◆ **DO THIS**
Your task is to repeat the records exactly from the line containing "--target white wall" onward, through the final line.

↓

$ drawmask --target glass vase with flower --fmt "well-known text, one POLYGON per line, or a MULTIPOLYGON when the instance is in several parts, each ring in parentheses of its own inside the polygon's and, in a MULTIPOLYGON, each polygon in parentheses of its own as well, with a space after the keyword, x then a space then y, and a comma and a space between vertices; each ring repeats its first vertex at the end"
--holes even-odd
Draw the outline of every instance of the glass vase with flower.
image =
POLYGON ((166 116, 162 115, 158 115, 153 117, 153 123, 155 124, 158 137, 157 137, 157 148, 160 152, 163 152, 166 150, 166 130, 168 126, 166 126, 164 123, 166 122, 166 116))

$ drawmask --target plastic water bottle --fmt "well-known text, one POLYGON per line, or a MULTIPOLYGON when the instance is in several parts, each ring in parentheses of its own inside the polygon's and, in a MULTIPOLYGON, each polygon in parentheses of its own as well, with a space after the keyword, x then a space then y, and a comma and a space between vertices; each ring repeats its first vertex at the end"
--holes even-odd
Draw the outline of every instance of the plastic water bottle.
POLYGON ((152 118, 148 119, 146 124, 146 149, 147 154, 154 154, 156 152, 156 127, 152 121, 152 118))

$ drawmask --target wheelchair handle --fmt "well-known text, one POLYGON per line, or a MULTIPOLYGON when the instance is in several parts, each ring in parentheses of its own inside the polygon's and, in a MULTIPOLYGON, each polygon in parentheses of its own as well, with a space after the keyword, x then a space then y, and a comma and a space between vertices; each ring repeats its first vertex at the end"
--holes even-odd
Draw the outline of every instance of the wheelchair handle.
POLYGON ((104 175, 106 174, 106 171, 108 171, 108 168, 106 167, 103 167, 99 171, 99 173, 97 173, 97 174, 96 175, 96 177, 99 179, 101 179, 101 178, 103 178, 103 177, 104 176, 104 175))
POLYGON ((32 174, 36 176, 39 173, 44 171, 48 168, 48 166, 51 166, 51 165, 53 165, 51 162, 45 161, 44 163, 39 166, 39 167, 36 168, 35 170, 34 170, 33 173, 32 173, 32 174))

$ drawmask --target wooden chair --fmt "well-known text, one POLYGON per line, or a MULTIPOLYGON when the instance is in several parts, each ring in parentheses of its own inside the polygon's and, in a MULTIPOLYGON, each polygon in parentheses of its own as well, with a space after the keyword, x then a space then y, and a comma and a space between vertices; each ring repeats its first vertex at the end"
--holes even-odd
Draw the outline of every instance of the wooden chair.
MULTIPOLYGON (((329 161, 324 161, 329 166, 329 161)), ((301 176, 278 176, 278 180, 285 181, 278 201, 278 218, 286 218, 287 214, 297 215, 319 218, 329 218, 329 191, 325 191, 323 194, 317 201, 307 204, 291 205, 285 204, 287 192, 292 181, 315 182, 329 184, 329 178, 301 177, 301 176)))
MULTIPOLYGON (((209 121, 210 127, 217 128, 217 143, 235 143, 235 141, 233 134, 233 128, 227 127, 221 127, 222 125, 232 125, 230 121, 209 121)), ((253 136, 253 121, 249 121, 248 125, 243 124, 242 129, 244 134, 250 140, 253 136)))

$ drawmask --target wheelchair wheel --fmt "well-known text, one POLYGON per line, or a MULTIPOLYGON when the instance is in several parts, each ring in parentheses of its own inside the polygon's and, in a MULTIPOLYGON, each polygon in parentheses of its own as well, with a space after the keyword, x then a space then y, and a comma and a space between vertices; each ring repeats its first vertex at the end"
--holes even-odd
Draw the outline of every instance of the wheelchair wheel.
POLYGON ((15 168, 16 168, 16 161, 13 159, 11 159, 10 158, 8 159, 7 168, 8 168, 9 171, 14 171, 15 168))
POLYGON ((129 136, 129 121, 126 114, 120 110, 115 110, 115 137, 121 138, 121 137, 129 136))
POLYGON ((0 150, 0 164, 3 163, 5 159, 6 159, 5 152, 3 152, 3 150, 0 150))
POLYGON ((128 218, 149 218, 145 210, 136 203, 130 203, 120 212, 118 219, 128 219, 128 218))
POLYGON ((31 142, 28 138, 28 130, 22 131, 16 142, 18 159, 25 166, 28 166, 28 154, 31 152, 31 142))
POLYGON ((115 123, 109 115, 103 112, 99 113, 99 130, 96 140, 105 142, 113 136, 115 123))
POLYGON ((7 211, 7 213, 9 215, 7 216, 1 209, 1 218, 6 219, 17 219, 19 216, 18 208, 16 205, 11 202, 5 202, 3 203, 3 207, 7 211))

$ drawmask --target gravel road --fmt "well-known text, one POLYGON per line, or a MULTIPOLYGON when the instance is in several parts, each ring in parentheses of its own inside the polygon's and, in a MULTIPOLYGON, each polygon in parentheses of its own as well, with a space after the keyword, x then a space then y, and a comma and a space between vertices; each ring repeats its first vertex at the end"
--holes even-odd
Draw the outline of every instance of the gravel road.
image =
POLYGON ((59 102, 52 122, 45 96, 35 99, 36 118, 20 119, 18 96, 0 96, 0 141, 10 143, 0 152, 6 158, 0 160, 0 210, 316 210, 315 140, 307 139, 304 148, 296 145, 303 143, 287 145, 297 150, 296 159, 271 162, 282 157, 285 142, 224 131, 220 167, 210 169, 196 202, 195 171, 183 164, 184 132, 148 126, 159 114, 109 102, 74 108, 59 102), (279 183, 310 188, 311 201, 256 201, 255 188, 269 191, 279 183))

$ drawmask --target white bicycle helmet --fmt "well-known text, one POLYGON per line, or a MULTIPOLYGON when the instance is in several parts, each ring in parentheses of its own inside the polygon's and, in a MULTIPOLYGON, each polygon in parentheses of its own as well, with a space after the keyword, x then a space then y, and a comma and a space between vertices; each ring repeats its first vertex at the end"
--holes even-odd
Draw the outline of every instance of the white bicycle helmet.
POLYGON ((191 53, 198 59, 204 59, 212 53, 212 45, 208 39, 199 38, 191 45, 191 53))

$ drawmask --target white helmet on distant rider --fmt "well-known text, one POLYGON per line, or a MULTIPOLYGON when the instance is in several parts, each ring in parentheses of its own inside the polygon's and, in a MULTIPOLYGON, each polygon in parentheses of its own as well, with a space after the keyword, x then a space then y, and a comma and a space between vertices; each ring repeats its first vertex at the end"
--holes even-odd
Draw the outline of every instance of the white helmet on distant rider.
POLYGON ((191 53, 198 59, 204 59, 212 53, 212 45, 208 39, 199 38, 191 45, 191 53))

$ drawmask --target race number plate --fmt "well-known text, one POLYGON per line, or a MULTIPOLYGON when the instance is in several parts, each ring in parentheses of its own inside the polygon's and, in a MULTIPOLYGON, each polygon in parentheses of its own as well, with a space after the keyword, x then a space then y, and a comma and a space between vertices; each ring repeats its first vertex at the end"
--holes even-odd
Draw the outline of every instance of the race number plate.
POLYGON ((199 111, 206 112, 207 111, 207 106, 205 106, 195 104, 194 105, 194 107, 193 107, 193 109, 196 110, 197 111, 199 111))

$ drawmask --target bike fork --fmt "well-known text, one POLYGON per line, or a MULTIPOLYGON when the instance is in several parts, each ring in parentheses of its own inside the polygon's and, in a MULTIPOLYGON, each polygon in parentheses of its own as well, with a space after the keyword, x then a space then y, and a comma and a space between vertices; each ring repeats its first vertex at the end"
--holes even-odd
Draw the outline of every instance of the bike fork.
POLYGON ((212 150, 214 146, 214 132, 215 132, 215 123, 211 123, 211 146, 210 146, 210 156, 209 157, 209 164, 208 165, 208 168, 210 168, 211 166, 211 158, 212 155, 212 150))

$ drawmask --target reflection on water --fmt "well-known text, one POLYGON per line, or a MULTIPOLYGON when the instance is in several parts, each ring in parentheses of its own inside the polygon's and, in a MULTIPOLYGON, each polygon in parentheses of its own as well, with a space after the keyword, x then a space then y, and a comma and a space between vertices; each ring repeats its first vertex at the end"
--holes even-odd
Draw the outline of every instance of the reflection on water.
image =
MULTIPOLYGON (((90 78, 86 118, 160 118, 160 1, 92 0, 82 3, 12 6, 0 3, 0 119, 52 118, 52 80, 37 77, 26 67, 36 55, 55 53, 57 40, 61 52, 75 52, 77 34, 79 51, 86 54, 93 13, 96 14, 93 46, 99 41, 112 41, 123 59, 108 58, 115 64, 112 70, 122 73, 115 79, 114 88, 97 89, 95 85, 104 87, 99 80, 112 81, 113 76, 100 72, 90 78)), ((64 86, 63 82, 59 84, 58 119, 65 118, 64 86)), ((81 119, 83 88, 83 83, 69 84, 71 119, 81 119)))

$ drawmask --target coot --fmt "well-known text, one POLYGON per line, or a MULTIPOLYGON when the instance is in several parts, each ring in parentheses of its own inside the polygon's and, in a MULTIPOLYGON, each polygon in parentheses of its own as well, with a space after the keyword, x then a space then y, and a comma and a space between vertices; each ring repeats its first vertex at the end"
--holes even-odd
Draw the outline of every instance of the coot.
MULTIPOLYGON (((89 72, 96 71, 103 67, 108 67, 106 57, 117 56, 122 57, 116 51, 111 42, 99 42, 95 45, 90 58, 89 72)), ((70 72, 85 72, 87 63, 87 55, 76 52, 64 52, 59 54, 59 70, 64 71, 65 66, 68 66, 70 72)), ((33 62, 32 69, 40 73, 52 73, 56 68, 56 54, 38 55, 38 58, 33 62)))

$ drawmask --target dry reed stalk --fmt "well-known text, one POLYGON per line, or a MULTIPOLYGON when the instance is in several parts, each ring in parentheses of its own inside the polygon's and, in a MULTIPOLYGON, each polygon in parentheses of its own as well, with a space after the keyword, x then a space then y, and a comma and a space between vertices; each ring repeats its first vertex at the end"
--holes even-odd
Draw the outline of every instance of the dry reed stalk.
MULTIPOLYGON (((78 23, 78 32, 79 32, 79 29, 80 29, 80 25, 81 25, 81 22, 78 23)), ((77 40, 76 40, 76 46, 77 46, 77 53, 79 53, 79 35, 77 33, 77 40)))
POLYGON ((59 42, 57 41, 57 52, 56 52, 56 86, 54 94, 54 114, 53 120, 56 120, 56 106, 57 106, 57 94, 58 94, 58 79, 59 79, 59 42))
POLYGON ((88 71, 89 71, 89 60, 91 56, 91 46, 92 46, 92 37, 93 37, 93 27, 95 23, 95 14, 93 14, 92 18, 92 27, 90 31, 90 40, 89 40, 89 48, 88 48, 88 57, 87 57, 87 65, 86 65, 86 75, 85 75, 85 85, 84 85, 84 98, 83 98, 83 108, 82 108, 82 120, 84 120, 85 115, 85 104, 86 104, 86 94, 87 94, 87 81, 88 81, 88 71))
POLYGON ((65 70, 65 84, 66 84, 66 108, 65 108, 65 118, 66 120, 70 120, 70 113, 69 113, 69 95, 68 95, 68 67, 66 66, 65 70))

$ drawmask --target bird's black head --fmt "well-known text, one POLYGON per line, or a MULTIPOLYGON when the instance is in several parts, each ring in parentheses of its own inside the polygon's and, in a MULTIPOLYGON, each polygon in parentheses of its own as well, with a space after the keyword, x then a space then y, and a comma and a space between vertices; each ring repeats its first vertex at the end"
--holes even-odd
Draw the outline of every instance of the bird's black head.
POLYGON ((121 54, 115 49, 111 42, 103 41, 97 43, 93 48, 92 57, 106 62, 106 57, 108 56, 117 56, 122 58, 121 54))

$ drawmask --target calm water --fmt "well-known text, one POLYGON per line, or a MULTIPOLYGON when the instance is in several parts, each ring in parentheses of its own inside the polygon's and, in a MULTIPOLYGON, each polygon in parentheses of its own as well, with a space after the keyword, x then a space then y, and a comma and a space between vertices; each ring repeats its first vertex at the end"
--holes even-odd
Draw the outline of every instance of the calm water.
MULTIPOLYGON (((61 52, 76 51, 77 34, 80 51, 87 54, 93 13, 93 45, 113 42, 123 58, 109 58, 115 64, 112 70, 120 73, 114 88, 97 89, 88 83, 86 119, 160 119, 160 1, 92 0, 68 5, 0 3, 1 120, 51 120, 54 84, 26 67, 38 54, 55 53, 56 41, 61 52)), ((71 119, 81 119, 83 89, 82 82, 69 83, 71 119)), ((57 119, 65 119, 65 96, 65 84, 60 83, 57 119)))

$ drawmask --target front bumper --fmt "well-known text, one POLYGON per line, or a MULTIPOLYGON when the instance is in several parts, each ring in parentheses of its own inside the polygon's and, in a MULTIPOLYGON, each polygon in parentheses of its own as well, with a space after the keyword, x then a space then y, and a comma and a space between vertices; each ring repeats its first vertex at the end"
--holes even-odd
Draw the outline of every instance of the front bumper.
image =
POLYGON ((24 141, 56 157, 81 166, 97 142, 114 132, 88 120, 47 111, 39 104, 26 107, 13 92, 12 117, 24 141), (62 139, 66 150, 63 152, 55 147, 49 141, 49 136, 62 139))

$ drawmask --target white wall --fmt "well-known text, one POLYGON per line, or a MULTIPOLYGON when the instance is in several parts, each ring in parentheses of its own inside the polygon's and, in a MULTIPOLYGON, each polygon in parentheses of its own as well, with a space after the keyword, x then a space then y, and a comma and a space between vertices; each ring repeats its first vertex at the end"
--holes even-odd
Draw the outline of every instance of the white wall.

↑

◆ **COMPLETE OUTPUT**
$ drawmask --target white wall --fmt "well-known text, one POLYGON per line, or a MULTIPOLYGON when the instance is in several parts, each ring in parentheses of its own inside the polygon's and, in a MULTIPOLYGON, each polygon in parentheses of its own as well, with a space after the keyword, x then a space then y, and a comma and a space between vertices; each ring repeats its first vertex at the end"
--holes even-odd
Draw the outline of every instance of the white wall.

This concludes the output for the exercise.